## Begin Reading passage

6 Proposed Goverment Financing Changes

by Bob Schwartz

real estate marketFNMA and FHLMC have proposed 6 major changes to help stabilize the housing and home financing market. These changes include:

1.   The elimination of the "declining market" designation which forced lenders to reduce maximum financing by 5% in many markets (San Diego County included). Some individual lenders and investors will continue to use this designation but not loans that are directly sold to FNMA and FHLMC. This begins effective June 1st 2008. This is good news!
2.   The raising of the "conforming" loan limits which went from $417,000 to $697,500 in San Diego. This has been implemented and the higher limits are currently in place. This allows buyers to obtain what would have been "jumbo" loans at lower rates and with lower down payment requirements.  
3.   The ability of certain property owners to refinance up to 120% of the appraised value of their homes if they are not behind in their payments. While this sounds good, it has a LOT of limitations and I anticipate that it will be little used.
4.   A $10 Billion grant to states to assist first-time home buyers. This should help to fund bond and down payment assistance programs which are beneficial to many first time buyers!

## End Reading passage

▶ Exercise set:
A - List every dollar amount mentioned in the financing article.
B - In the financing article, shorten the numbered point that begins "The elimination of the 'declining market' designation" while keeping its main facts.
C - From the financing article, copy everything from "2.   The raising" down to "down payment requirements.".

## Begin Provided material

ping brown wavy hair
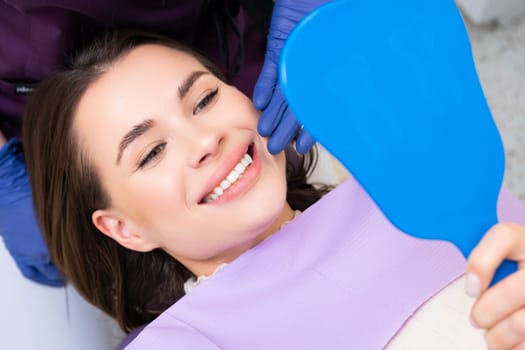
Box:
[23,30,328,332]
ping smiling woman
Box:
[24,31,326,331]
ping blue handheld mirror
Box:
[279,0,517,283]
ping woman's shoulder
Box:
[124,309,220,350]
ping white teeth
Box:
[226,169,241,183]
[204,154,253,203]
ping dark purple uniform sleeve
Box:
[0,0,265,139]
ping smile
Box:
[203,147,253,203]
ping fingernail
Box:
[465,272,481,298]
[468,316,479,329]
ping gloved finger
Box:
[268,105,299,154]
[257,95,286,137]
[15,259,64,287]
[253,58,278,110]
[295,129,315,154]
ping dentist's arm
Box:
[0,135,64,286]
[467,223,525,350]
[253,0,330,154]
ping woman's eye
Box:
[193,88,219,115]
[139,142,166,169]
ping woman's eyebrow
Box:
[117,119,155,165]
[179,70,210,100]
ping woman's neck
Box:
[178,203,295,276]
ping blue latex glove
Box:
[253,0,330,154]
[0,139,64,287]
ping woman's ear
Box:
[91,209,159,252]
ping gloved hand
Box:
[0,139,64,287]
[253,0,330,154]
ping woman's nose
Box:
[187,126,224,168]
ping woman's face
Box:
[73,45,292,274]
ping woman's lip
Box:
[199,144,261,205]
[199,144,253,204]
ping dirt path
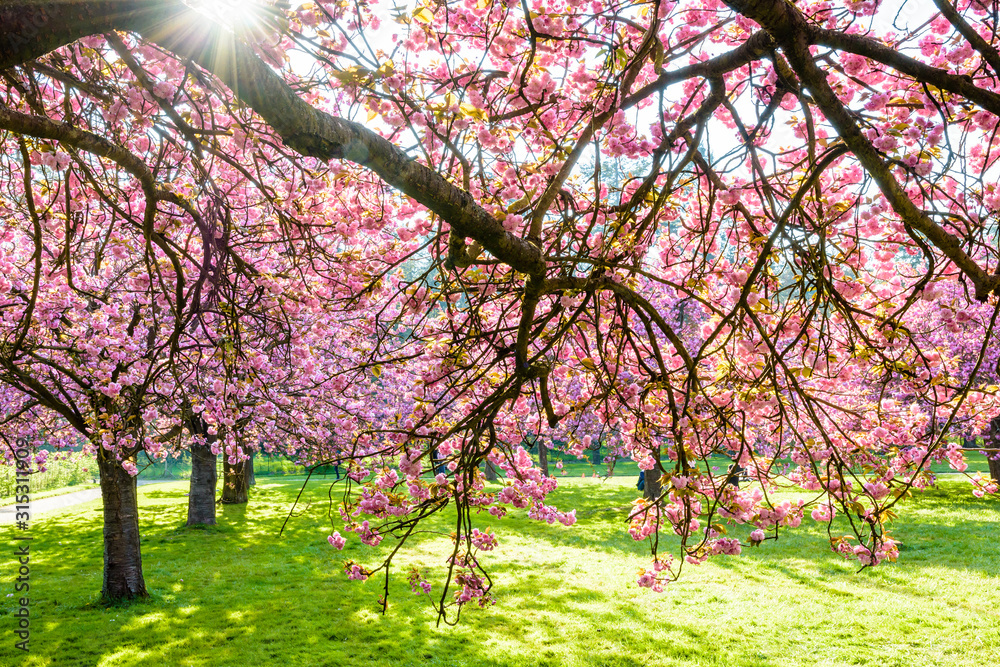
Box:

## End Provided material

▶ Outputs in order:
A -
$417,000
$697,500
$10 Billion

B - Starting June 1st 2008, the "declining market" designation will no longer apply to loans sold directly to FNMA and FHLMC. That label had forced lenders in many markets, including San Diego County, to cut maximum financing by 5%. Some individual lenders and investors will keep using it.

C -
2.   The raising of the "conforming" loan limits which went from $417,000 to $697,500 in San Diego. This has been implemented and the higher limits are currently in place. This allows buyers to obtain what would have been "jumbo" loans at lower rates and with lower down payment requirements.